▶ _Your task_
Can you arrange these records as a two-column CSV with the header text,answer? Give each record one row, with its text and its answer each in a single quoted field and line breaks replaced by spaces.

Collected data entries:
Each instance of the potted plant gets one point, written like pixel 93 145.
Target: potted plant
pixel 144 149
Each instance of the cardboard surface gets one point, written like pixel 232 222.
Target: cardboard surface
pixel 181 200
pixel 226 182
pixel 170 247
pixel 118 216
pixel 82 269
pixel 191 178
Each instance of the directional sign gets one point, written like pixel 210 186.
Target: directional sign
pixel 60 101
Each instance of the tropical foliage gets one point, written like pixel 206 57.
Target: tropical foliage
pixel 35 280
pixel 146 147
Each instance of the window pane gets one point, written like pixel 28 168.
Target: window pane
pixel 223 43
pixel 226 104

▶ _Response below_
text,answer
"Each instance of the potted plant gets one point, written like pixel 93 145. Target: potted plant","pixel 144 149"
"Each instance of the cardboard surface gets one point, written like pixel 232 222. Target: cardboard surface","pixel 181 200 pixel 226 182 pixel 170 247 pixel 118 216 pixel 82 269 pixel 191 178"
"Each instance of the directional sign gets one point, written like pixel 210 186. Target: directional sign","pixel 60 101"
"Each instance of the tropical foliage gets one point, written like pixel 206 57. Target: tropical foliage","pixel 35 280 pixel 146 147"
"Each instance of the window pane gets one point, written like pixel 28 168. Target: window pane","pixel 223 43 pixel 226 104"